» Material supplied
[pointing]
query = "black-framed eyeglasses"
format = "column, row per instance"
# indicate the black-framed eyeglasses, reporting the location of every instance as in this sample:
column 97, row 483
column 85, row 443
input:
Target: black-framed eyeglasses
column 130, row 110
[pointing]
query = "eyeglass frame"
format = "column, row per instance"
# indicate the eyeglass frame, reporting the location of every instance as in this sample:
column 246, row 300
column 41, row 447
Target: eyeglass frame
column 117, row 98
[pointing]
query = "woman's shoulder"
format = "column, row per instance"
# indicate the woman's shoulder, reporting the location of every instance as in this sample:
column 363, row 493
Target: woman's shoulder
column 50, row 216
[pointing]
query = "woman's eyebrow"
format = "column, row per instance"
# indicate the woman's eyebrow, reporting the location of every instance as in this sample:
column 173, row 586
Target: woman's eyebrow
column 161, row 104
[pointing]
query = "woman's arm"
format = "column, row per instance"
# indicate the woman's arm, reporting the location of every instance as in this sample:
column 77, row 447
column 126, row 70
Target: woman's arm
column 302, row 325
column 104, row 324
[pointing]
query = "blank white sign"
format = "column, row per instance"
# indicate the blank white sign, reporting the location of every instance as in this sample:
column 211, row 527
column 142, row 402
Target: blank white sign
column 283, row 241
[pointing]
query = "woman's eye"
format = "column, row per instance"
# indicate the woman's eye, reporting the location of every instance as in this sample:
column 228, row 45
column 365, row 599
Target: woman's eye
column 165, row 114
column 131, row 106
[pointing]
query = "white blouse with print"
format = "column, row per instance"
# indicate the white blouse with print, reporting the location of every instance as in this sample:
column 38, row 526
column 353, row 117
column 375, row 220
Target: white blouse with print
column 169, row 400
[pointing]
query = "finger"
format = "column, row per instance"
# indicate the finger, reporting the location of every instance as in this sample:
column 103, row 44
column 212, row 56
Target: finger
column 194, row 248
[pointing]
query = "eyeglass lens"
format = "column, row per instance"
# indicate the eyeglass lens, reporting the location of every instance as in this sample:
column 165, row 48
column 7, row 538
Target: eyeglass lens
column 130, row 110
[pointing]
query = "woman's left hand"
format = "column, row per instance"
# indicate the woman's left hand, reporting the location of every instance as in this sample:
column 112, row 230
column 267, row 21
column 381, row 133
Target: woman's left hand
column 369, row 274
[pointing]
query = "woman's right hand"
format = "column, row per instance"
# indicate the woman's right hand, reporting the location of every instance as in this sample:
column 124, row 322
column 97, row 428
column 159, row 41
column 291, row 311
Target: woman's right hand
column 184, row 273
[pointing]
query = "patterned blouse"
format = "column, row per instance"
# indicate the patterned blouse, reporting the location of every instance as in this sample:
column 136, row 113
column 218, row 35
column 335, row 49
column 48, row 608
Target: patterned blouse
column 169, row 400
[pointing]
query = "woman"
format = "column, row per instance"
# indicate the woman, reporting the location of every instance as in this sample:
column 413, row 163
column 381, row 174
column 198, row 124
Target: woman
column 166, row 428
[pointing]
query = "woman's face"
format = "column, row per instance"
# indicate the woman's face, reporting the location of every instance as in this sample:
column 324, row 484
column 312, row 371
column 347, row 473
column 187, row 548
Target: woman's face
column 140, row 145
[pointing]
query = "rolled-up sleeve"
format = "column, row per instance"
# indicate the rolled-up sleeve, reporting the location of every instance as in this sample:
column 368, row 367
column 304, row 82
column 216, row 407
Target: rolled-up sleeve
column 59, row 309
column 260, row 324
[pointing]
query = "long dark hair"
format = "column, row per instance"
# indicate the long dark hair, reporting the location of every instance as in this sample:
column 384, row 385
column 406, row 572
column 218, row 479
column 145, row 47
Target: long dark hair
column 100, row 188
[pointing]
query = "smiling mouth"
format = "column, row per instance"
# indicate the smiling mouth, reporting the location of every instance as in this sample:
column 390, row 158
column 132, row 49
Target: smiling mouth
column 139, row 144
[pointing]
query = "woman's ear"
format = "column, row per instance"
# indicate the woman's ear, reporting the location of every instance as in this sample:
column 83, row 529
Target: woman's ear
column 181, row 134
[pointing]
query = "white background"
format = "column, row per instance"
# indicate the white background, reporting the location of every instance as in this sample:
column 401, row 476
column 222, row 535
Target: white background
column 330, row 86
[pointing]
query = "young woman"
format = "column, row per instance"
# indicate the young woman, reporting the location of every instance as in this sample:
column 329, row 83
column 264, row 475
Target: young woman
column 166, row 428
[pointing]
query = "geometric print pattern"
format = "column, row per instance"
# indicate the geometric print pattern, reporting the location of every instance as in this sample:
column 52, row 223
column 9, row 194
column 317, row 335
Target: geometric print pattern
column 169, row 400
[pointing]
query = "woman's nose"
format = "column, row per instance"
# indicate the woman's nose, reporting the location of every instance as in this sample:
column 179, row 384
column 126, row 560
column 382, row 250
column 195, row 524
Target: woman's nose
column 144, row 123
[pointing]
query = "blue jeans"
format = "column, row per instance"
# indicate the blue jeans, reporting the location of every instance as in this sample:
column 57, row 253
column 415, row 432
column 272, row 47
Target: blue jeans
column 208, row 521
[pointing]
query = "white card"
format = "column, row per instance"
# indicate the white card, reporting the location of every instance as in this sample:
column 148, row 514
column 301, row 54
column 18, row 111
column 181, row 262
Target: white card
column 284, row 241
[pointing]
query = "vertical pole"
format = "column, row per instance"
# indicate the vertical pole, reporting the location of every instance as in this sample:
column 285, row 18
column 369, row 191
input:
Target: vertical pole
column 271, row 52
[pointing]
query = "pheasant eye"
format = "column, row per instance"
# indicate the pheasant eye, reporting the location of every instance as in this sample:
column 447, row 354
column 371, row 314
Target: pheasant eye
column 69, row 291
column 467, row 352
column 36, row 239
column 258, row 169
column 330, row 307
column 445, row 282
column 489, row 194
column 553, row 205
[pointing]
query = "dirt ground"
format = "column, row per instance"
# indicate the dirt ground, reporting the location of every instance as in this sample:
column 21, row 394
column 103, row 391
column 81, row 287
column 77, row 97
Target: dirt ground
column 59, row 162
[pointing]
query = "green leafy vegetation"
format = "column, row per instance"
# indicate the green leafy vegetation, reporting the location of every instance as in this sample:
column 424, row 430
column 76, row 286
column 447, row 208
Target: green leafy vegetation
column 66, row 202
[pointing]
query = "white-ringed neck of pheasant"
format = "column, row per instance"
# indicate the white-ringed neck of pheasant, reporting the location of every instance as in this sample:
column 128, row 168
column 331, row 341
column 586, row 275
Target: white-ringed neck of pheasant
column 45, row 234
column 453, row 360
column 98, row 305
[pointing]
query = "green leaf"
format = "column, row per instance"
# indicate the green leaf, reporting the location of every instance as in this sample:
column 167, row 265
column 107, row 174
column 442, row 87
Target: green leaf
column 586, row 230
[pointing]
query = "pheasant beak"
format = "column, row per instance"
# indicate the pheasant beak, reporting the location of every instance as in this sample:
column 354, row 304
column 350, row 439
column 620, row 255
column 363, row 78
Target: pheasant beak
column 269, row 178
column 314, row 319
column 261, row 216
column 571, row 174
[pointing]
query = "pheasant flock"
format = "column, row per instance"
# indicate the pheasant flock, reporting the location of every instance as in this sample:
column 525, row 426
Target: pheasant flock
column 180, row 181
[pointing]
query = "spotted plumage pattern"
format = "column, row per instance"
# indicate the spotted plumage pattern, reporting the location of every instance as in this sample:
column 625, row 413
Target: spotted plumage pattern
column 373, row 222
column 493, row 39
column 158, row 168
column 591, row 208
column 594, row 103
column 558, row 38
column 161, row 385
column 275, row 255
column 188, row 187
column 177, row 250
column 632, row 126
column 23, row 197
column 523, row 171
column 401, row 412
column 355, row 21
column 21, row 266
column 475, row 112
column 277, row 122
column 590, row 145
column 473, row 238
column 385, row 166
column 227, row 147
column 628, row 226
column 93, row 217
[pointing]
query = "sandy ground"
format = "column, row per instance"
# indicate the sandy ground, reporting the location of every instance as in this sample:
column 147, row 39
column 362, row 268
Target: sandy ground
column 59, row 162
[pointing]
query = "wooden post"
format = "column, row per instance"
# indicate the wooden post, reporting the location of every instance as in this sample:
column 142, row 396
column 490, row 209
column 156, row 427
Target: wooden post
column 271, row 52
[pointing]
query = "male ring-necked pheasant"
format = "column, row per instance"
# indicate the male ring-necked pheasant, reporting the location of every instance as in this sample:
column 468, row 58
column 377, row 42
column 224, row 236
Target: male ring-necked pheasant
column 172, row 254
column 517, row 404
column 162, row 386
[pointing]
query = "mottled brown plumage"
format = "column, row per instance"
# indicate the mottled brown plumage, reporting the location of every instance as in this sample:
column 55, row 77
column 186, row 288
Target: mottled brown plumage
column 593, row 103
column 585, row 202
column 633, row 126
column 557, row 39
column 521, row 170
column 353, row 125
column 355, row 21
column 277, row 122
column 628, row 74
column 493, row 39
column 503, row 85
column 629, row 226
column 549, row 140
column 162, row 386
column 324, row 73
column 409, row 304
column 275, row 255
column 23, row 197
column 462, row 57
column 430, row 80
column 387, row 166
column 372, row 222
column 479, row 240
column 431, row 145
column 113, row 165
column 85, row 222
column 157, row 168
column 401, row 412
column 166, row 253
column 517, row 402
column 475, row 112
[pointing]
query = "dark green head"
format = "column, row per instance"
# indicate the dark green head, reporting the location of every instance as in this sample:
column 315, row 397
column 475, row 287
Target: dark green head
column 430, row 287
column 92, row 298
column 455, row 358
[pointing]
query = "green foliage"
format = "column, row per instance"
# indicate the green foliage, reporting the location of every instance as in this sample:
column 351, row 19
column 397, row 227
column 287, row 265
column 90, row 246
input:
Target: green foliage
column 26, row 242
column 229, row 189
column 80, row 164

» Exercise prompt
Nothing but the lines from the top of the entries above through the line with "column 41, row 447" should be set down, each exactly as written.

» Problem solution
[pointing]
query = "black-framed eyeglasses"
format = "column, row per instance"
# indicate the black-framed eyeglasses, reporting the location of every instance as in this sample:
column 97, row 483
column 85, row 443
input:
Target: black-framed eyeglasses
column 130, row 110
[pointing]
query = "eyeglass frame"
format = "column, row per instance"
# indicate the eyeglass frame, reporting the location of every instance as in this sample:
column 246, row 300
column 41, row 447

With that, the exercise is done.